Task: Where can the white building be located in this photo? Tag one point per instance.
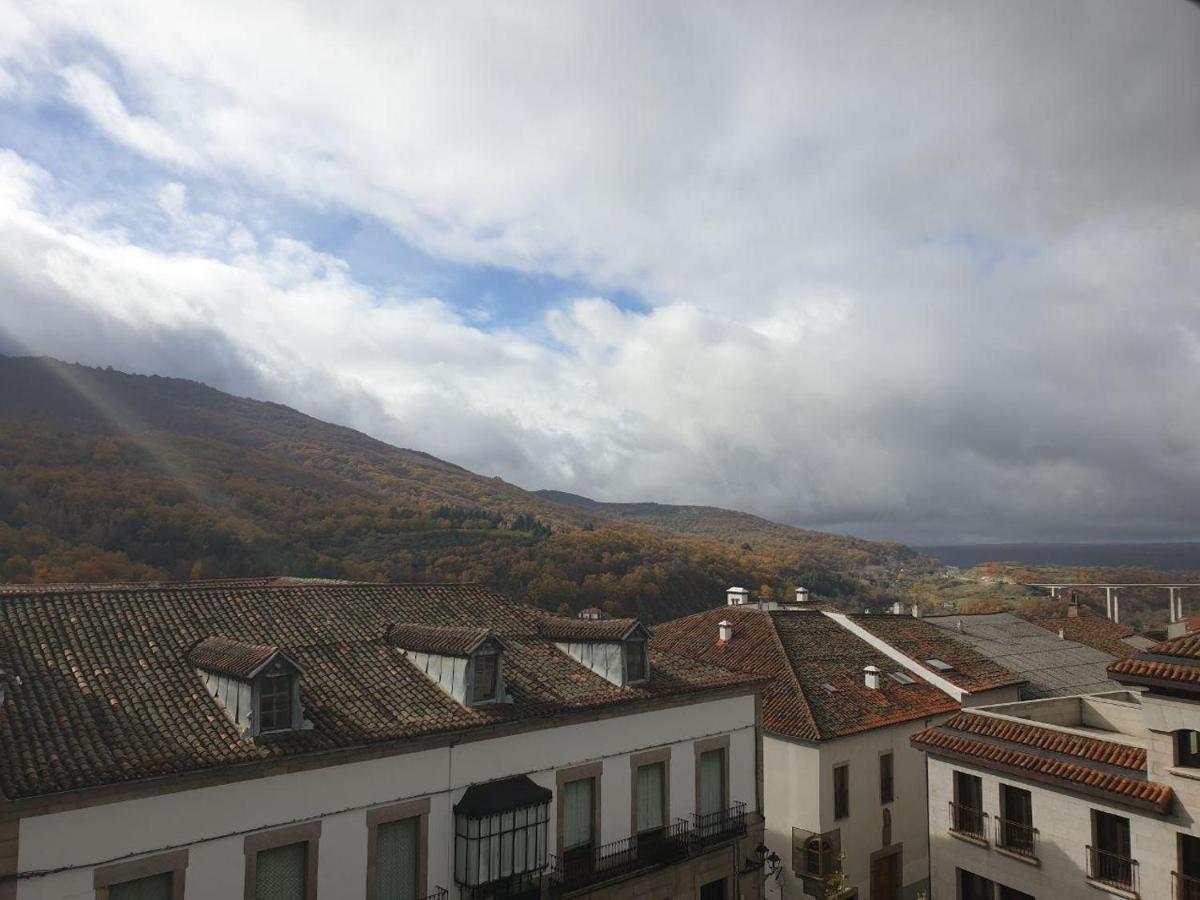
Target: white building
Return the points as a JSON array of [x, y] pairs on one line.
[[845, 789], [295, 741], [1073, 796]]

----------------

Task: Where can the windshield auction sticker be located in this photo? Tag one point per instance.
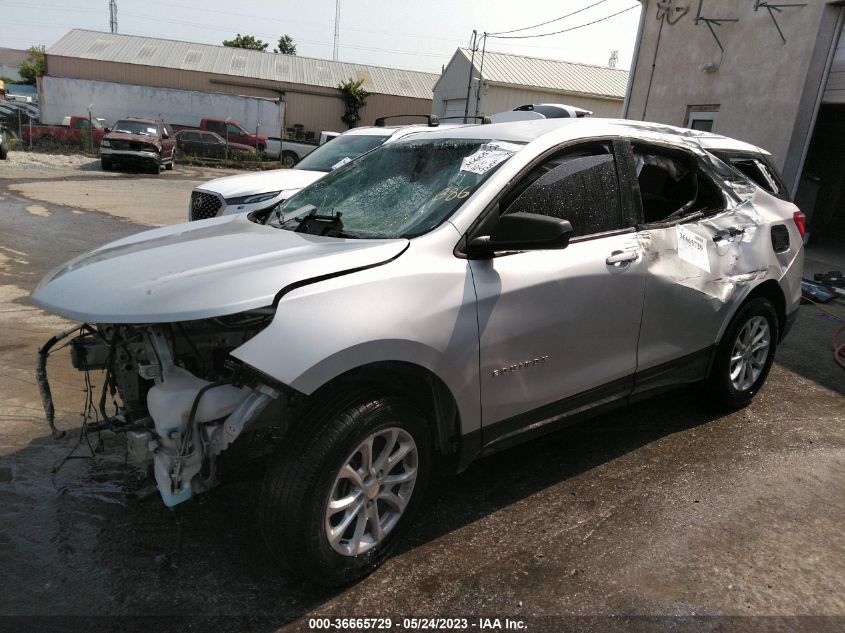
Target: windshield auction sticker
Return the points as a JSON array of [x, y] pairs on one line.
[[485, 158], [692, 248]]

----------------

■ Task prompt:
Lines holding the string "Target": find them in the listing above and copy each one.

■ Task solution:
Target: white building
Target: windshield auction sticker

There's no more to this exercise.